[Start of Materials provided]

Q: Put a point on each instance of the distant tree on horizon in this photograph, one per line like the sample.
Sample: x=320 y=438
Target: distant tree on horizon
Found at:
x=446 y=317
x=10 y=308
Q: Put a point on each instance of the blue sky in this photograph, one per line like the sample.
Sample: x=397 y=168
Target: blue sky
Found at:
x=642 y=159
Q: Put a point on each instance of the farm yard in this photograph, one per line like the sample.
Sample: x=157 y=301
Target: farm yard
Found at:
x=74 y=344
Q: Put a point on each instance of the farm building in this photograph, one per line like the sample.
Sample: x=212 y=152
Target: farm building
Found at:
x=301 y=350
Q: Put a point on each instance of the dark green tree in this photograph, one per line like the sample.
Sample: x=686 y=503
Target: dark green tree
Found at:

[End of Materials provided]
[Start of Materials provided]

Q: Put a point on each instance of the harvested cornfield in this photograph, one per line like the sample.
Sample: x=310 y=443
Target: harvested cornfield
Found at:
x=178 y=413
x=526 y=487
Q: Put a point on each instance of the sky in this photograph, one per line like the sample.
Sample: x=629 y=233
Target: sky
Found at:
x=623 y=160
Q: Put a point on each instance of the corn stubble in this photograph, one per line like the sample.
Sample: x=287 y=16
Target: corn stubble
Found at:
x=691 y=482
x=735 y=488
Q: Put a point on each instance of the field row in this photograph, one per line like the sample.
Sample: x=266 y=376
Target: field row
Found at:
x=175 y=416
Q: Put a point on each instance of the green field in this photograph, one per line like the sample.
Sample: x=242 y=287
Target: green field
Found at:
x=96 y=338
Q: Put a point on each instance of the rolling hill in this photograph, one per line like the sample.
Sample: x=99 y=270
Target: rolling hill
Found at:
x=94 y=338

[End of Materials provided]

→ **Your objective**
Output the lines above as a numbered list, skipping any blank ones. Begin at the line that has "Q: Put a point on each instance of the farm yard" and stop after the line that has "x=301 y=350".

→ **Answer to this problem**
1. Q: Put a point on each instance of the farm yard in this photograph, one per line like the sample.
2. Sample: x=157 y=301
3. Target: farm yard
4. Found at:
5. x=74 y=344
6. Q: Put a point on each instance of the farm building in this photograph, one per line like the sample.
7. Sample: x=212 y=152
8. Target: farm building
9. Found at:
10. x=301 y=350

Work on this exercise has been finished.